┏━━

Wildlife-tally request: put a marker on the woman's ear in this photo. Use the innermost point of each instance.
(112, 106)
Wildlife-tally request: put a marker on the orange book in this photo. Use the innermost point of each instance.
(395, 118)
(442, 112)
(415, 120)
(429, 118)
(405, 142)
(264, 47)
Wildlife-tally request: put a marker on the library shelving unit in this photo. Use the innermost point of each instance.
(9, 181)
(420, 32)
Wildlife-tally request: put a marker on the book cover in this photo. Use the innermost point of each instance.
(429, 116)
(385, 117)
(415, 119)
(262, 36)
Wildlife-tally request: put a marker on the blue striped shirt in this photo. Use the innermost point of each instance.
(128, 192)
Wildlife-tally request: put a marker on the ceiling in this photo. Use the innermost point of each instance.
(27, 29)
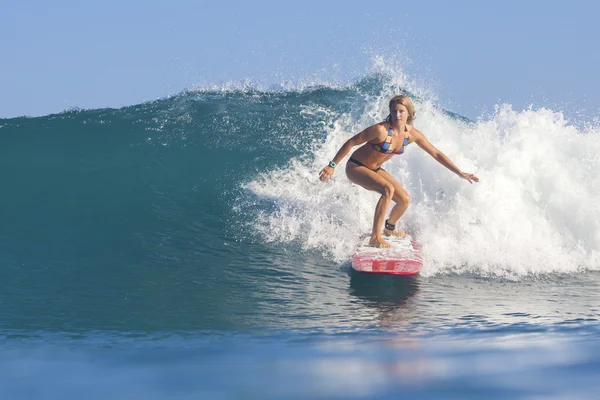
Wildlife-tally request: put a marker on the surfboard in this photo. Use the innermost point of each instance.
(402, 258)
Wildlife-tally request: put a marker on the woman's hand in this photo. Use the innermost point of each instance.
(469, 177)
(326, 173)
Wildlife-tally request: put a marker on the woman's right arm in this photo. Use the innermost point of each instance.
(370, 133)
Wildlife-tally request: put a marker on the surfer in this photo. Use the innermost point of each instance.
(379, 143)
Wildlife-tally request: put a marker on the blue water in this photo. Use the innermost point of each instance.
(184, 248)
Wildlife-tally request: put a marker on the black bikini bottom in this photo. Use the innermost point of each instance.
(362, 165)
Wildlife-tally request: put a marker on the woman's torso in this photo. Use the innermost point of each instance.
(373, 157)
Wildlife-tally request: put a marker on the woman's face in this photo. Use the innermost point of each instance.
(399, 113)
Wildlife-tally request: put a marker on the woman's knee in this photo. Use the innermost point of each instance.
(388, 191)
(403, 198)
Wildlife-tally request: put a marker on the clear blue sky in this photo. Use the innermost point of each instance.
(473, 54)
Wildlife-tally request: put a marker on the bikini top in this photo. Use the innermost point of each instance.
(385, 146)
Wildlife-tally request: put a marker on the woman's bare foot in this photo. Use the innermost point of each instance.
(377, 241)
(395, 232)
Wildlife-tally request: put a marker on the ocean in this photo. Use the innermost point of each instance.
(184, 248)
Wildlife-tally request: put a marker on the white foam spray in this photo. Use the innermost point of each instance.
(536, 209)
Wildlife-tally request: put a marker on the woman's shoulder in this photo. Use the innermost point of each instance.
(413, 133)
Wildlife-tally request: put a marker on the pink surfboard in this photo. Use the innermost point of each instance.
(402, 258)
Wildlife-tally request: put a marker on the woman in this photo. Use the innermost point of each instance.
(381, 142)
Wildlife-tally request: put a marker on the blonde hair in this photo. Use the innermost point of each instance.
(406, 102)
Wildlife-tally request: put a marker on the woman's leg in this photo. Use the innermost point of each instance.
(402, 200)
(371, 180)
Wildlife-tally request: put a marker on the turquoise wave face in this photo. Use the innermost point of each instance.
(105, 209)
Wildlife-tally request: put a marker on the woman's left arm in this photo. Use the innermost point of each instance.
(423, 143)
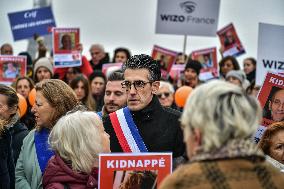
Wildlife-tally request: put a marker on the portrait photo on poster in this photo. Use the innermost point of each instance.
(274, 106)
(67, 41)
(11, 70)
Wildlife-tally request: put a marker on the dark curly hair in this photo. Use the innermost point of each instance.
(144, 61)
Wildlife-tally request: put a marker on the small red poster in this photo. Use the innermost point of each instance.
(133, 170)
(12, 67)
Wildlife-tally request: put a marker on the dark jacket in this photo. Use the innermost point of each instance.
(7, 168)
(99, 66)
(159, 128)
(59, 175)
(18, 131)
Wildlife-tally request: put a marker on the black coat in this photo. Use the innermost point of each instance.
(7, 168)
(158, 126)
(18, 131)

┗━━
┏━━

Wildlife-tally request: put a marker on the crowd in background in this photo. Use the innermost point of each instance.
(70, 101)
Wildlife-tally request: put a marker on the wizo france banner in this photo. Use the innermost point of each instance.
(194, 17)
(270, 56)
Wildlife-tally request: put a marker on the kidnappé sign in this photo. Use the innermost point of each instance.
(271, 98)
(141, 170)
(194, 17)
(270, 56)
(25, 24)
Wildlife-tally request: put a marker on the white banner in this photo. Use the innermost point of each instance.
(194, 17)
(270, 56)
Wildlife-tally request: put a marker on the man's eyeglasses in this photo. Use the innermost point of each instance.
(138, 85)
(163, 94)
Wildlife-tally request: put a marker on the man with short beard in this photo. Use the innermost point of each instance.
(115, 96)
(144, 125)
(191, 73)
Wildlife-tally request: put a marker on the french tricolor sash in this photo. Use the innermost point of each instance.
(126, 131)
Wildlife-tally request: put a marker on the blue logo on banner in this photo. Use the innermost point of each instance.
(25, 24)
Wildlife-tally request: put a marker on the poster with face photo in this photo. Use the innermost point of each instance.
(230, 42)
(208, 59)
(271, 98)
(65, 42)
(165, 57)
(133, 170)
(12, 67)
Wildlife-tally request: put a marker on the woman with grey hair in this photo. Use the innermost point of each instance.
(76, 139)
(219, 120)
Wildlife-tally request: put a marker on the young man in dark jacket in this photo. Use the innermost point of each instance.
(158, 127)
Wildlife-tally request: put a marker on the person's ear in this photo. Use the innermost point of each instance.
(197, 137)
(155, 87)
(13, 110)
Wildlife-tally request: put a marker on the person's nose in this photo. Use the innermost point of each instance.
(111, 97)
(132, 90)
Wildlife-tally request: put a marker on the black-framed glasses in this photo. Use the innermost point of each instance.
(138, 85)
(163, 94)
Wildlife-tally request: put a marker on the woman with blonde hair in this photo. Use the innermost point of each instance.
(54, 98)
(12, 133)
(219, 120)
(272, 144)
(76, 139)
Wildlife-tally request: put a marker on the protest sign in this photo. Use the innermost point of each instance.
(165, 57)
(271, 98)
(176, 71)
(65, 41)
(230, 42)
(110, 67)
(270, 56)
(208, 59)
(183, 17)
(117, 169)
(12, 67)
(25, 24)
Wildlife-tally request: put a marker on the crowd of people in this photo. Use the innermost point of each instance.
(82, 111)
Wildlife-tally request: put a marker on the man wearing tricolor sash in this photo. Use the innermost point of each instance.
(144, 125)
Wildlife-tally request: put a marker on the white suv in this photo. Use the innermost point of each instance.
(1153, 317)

┗━━
┏━━

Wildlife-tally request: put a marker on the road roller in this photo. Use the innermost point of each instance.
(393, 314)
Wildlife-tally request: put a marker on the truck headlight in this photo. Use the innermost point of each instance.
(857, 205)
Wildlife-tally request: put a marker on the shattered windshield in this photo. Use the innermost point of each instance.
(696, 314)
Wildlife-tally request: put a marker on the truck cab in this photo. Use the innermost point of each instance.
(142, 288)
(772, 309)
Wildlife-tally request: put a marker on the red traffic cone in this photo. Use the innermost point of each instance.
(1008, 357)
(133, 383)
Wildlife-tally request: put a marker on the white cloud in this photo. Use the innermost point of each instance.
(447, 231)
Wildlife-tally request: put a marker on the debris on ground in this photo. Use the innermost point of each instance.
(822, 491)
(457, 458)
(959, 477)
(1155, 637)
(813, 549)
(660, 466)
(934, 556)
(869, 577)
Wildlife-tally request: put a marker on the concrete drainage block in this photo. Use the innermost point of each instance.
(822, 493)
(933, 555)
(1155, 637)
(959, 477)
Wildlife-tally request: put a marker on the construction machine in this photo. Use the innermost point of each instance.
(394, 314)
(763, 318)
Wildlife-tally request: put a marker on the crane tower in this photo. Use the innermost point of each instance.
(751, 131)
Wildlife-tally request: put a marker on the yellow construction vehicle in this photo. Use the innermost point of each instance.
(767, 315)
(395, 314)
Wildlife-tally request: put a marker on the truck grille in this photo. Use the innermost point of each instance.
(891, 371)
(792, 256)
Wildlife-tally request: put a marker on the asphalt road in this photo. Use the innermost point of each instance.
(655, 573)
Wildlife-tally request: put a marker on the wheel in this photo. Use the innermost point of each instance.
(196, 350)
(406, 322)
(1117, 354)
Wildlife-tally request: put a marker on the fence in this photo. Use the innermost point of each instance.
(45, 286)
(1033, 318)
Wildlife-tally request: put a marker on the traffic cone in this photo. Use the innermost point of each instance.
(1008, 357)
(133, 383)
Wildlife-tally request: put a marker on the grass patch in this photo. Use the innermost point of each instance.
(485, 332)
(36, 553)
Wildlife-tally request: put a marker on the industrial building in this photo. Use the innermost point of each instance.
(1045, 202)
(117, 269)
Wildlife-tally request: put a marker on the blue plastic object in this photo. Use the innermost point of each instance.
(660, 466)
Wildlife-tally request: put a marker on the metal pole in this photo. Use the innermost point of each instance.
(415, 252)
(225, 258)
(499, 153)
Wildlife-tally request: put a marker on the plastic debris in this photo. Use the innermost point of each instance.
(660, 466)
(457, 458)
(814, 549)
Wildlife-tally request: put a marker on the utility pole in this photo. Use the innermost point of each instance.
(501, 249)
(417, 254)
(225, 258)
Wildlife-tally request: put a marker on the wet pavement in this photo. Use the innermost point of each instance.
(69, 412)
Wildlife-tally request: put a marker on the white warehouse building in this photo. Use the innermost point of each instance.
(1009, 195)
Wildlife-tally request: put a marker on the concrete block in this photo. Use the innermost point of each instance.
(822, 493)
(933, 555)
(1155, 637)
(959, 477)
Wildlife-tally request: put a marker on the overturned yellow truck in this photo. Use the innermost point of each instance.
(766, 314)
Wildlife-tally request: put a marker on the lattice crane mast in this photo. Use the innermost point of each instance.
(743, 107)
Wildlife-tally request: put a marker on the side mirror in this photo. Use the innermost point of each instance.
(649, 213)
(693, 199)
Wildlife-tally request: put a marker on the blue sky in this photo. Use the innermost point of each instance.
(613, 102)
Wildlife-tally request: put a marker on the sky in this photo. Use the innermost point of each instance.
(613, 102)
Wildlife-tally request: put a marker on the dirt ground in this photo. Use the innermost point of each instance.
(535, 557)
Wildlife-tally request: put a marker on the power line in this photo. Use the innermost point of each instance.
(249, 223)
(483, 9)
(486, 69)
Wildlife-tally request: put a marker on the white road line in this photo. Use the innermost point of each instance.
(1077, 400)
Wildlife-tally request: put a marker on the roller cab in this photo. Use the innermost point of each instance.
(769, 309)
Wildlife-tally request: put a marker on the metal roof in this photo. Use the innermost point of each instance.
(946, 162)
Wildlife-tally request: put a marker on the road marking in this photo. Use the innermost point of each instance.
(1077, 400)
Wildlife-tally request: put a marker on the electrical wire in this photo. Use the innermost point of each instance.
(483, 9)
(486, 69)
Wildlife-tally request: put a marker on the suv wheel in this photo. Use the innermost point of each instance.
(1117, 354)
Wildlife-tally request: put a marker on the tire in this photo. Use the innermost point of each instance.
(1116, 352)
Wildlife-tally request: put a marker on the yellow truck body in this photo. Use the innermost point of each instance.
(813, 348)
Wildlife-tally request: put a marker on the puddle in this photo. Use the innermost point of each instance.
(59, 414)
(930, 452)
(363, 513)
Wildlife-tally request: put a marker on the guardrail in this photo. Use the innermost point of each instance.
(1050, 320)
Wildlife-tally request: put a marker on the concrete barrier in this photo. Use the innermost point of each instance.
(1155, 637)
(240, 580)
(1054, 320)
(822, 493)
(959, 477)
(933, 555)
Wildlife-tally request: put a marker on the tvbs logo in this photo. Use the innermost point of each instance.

┗━━

Instructions to follow
Copy the material from the line containing "Wildlife-tally request: put a marker on the crowd of" through the line containing "(1153, 317)", both included. Keep each request line as it is and shift every coordinate in the answers by adding 125 to it.

Response
Wildlife-tally request: put a marker on the crowd of people in this photo. Use the innermost point of each instance.
(207, 236)
Wildlife-tally request: put a marker on the man wearing tricolor sash in this photo. Use the innermost point of each instance.
(269, 250)
Wildlife-tally request: put a marker on the white suv in this photo. Use the innermost point of each instance.
(1278, 442)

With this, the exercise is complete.